SUPPLIED ENTRIES:
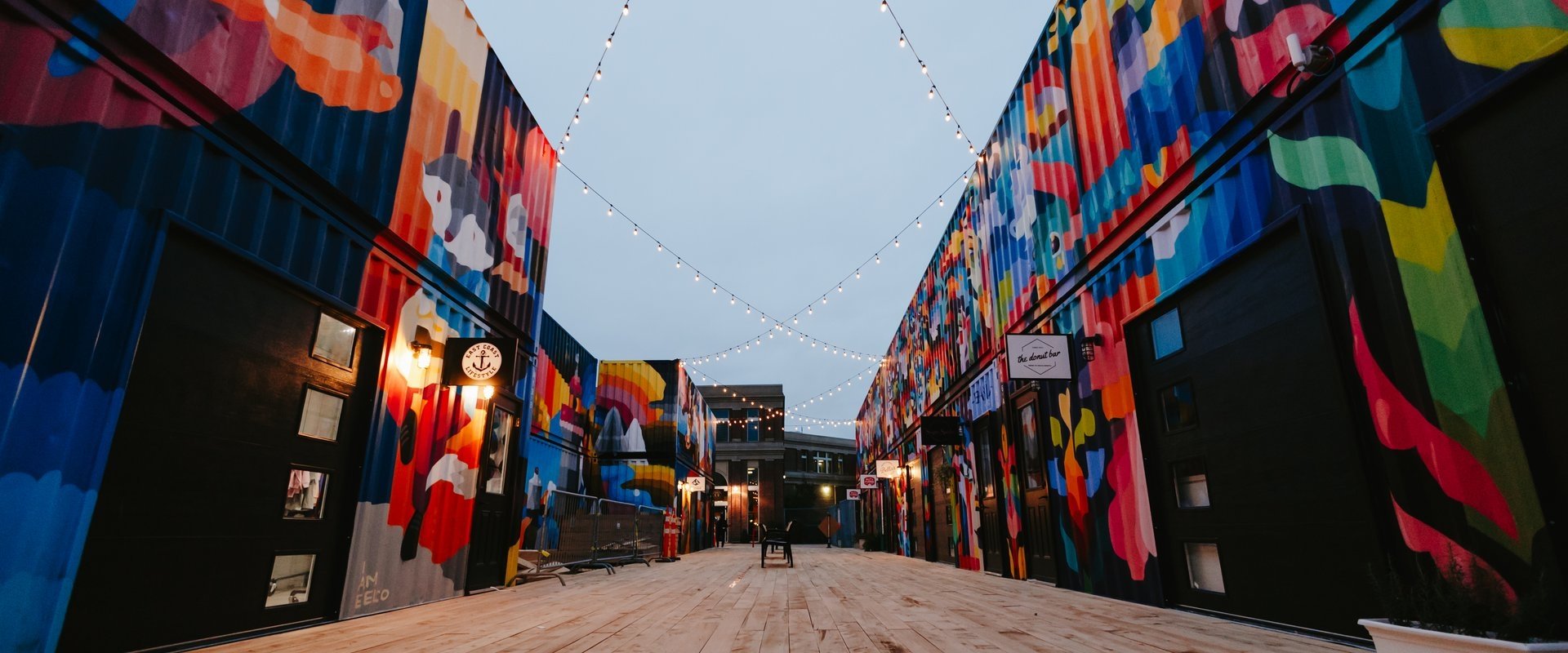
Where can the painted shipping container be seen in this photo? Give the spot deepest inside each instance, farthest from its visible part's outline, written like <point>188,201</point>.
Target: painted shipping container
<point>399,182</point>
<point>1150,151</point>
...
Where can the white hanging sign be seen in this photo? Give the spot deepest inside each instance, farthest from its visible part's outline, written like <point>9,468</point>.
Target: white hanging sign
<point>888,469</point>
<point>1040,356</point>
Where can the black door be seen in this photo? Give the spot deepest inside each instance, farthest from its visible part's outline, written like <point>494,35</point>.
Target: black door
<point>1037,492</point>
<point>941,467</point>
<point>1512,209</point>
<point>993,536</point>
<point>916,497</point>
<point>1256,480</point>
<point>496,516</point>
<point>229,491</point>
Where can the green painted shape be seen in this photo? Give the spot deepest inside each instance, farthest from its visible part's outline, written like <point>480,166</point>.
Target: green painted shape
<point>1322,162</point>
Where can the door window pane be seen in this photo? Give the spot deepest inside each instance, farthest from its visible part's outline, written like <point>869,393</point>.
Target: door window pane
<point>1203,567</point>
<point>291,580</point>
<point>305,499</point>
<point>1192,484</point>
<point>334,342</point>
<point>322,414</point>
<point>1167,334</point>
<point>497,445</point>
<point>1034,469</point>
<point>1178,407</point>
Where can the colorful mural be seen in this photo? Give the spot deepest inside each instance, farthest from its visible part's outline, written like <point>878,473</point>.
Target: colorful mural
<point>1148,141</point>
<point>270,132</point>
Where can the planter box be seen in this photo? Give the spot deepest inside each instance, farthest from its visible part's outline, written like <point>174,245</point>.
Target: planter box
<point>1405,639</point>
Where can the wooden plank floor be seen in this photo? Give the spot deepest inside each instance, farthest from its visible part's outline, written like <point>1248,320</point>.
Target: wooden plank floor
---
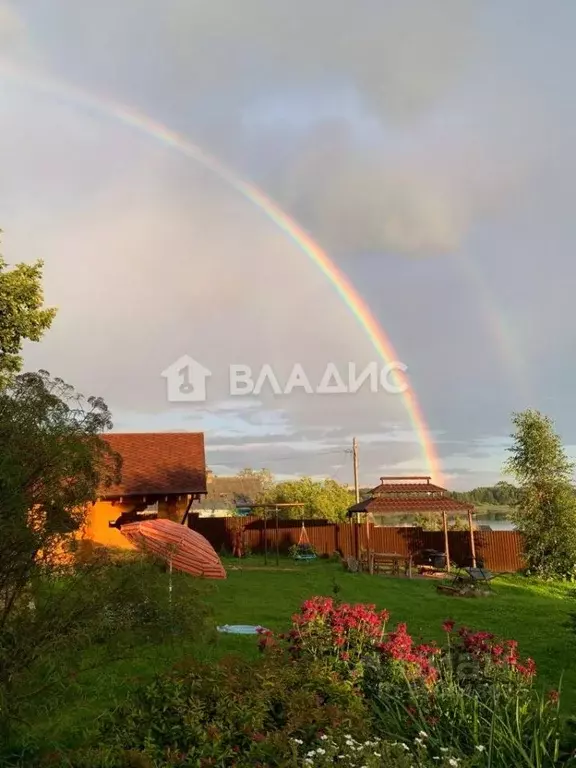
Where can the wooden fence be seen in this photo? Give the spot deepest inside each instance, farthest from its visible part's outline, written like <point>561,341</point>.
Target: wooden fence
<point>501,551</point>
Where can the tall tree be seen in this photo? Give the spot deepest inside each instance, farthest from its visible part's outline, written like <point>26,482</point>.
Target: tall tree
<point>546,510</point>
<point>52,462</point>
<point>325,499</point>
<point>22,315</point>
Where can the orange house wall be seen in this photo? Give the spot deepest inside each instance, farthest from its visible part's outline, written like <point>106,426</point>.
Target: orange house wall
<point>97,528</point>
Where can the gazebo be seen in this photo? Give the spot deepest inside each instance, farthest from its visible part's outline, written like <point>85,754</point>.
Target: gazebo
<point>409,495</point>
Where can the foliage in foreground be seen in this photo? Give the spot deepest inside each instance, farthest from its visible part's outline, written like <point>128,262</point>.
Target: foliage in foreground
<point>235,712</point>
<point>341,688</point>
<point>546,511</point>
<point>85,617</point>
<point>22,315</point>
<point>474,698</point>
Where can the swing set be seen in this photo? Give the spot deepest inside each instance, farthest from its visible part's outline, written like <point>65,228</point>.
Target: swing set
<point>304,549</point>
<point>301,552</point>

WHAT YOU WILL DO:
Take the lines above from the one containing "Where can the green" down to the one containing "Where can the wooden plank", and transcribe them exactly, both ends included.

RESPONSE AREA:
Where can the green painted shape be seen in this photo? Give the spot deepest inside each instance, farthest from its visible part's outline, written like <point>480,166</point>.
Target: green painted shape
<point>1322,162</point>
Where can the door window pane be seen in this photo? Give the spot deepest inside each instance, farthest from its visible part's outline, written like <point>869,393</point>.
Target: door window pane
<point>1203,567</point>
<point>291,580</point>
<point>305,499</point>
<point>1192,484</point>
<point>334,342</point>
<point>322,414</point>
<point>1167,334</point>
<point>497,445</point>
<point>1034,469</point>
<point>1178,407</point>
Where can the colorful mural be seen in this photo? Give the spot deepest inside each instance, farthest from its visible part's outline, written like <point>878,473</point>.
Target: colorful mural
<point>1148,141</point>
<point>270,132</point>
Where can the planter box be seen in this photo? Give the spot deepest inside each instance, farthest from its visible part's outline, written like <point>174,245</point>.
Target: planter box
<point>1405,639</point>
Where can the wooden plank floor be seen in this photo? Give the spot deepest inside each instance, farthest from its visible part's outline, written like <point>1248,320</point>.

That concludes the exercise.